While this may have prompted some among the self-regarding literati to ditch their Kindles, Kobos and Nooks, it is also an indication that the book sector may be developing into a two-tiered market, where the ‘serious readers’ – those that like to sit down with some James Joyce, for example – continue to buy printed books, while the consumers of mass-market fiction download new releases to their e-readers.
If this situation should arise – and many believe it already has – it would represent a massive upheaval in the way books are bought, sold and produced. However, print need not necessarily give up so easily on the mass market, provided it can improve upon the job it is currently doing. And anyway, the distinctions may not be as clear cut as they initially seem.
The growth of the e-book market has undeniably been astonishingly fast – last year, for every 100 hard- and soft-cover books Amazon sold, it sold 105 Kindle downloads – and launching an e-book-only title is now relatively common.
And print inevitably suffers as result, as Kate McFarlan, managing director at St Ives’ book printing operation Clays, notes.
"The volume of physical books being printed and then sold is coming down by about 6.5% and the publishing world is predicting that the major decline,
certainly for the next 12 months, will continue. I’m not bucking that; it’s a fact of life," she says.
MPG Books chief executive Tony Chard attests to this trend. "E-books are eroding the print market," he says. "The reality is, people don’t want to take five books on holiday; it is more convenient to use a Kindle."
And this is not just about fiction sales. E-books have also taken market share in academic circles, where students are often required to have access to a number of weighty tomes. Chard says: "The jury is out in the academic market, but we do expect it to erode 10%-20% over the next three years," he says.
But if Franzen is correct, the migration from print to digital will be more from the less serious, mass-market readership. And that’s a theory others are coming on board with too, including printers.

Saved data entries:
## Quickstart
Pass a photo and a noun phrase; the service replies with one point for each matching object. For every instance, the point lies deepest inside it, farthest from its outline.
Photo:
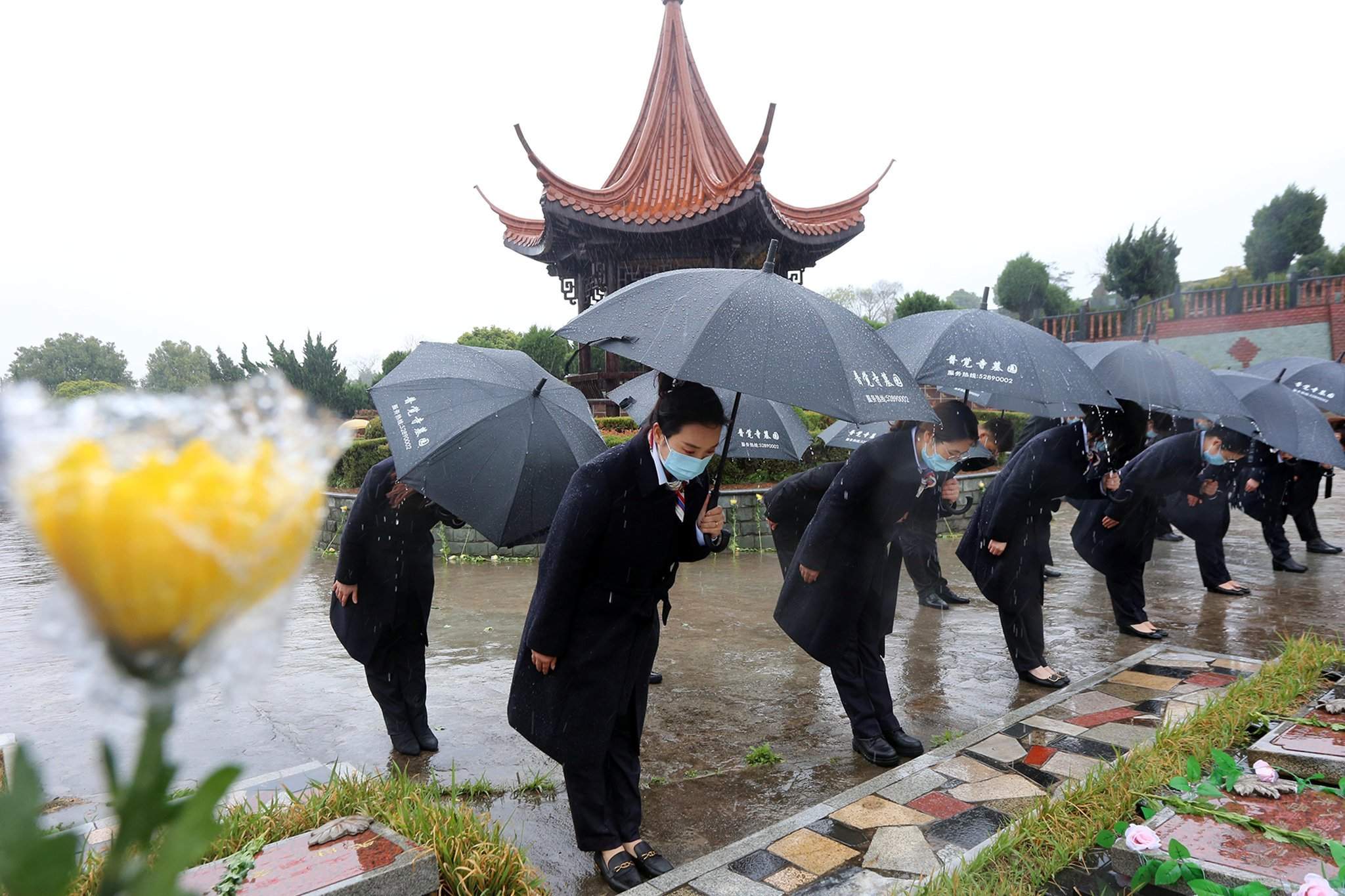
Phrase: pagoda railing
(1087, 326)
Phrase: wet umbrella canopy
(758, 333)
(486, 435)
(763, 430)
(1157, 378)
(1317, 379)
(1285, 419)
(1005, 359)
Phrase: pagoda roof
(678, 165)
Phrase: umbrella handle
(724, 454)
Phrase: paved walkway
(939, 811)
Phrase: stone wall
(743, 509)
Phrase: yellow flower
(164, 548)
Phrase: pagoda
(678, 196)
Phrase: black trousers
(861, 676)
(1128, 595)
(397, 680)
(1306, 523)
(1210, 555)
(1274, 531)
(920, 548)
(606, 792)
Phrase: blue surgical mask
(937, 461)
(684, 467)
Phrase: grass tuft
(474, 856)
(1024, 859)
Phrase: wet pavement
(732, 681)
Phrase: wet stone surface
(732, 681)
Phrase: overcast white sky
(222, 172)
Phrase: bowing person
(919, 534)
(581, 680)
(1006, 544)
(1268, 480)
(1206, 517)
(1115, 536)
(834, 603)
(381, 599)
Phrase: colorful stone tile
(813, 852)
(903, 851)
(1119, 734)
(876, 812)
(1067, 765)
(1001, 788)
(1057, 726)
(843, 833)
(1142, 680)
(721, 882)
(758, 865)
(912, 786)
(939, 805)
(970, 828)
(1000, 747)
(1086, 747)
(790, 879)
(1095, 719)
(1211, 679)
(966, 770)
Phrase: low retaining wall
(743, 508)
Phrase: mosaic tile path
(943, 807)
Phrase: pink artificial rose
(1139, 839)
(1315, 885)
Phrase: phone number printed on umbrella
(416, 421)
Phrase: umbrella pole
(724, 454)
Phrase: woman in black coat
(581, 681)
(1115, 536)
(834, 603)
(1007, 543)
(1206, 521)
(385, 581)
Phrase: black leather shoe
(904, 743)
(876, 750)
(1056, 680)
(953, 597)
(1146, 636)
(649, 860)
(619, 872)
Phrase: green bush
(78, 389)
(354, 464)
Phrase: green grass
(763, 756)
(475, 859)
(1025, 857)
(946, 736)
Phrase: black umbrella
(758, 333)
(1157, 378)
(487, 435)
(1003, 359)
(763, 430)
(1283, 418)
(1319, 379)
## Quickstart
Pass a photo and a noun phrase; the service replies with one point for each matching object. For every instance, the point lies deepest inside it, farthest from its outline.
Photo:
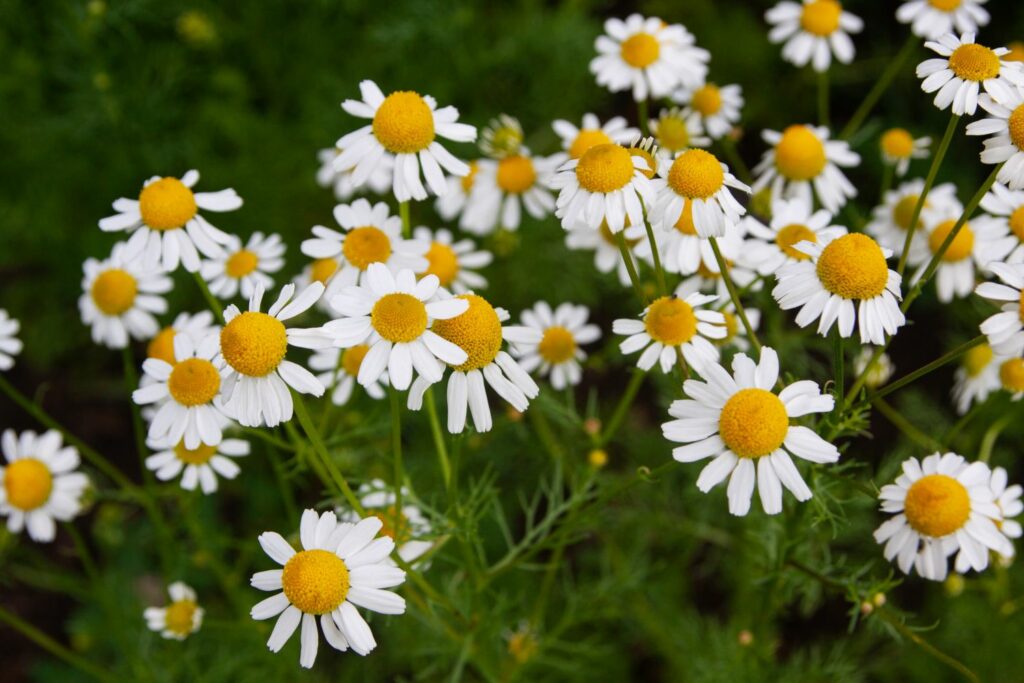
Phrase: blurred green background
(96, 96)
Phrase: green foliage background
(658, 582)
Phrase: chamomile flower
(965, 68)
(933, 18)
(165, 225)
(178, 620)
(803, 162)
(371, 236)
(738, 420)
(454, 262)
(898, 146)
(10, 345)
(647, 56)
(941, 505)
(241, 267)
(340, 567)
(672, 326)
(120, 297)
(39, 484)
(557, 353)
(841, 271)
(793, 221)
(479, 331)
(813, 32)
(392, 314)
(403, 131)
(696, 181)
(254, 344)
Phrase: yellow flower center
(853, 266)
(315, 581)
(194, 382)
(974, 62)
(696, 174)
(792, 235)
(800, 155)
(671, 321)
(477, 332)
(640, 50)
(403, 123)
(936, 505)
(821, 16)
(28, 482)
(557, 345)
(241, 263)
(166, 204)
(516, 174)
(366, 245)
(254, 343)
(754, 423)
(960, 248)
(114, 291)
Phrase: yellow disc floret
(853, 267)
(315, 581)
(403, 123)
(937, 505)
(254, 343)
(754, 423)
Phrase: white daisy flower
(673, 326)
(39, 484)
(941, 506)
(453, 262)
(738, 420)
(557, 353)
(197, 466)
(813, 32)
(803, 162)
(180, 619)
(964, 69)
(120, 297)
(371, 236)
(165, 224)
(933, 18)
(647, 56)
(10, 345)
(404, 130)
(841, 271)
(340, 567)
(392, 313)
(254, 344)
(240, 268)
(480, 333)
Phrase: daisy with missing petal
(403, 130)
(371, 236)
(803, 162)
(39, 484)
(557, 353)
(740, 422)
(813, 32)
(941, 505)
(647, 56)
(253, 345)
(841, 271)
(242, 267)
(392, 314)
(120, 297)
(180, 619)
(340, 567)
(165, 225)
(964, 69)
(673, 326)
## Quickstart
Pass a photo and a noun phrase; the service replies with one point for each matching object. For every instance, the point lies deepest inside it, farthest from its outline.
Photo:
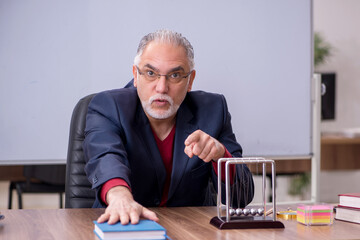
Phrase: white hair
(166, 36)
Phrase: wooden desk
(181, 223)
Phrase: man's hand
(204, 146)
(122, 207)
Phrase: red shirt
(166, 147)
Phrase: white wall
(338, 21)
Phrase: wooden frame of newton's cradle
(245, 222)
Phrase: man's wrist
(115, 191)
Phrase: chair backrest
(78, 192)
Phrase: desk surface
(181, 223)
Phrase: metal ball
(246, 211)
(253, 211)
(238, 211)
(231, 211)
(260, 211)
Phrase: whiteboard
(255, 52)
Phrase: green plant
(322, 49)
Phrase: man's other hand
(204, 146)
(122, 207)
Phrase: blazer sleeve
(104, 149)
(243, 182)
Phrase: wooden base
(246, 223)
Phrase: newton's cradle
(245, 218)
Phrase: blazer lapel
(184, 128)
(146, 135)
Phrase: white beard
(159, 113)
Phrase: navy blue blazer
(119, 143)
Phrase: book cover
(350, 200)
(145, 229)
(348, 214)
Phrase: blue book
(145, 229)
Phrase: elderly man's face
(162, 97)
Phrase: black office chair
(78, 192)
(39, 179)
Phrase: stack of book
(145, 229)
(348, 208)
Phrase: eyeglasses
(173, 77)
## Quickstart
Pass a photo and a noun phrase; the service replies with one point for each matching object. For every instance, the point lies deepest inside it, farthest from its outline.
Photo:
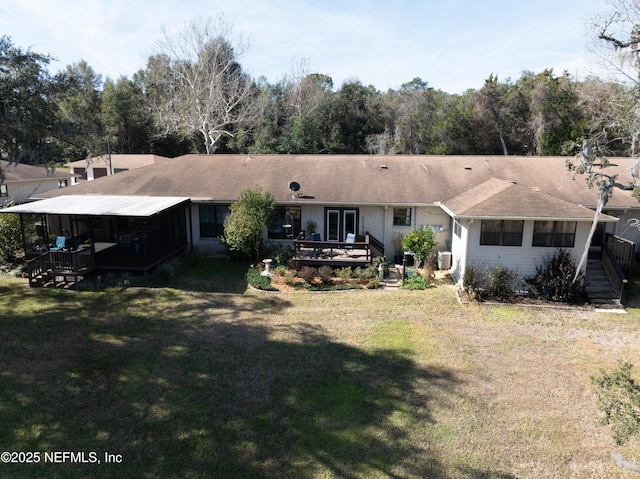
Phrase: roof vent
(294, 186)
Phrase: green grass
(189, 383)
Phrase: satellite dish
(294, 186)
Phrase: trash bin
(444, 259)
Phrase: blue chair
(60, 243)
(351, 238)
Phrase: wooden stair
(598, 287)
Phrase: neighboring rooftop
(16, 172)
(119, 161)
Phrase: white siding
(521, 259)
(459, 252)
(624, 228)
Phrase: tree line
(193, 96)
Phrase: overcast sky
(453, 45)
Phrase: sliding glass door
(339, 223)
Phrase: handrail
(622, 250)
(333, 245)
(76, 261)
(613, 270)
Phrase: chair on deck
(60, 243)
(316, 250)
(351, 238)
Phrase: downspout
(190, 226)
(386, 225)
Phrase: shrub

▶ [TASKS AND EXERCISES]:
[1] According to the text on e-books and print, what reason does Tony Chard give for his view that e-books are eroding the print market? Answer in one to three sentences.
[2] Reproduce the part of the text on e-books and print from "The growth of" to "operation Clays, notes.".

▶ [RESPONSES IN ORDER]:
[1] Tony Chard says people don't want to take five books on holiday. He adds that it is more convenient to use a Kindle.

[2]
The growth of the e-book market has undeniably been astonishingly fast – last year, for every 100 hard- and soft-cover books Amazon sold, it sold 105 Kindle downloads – and launching an e-book-only title is now relatively common.
And print inevitably suffers as result, as Kate McFarlan, managing director at St Ives’ book printing operation Clays, notes.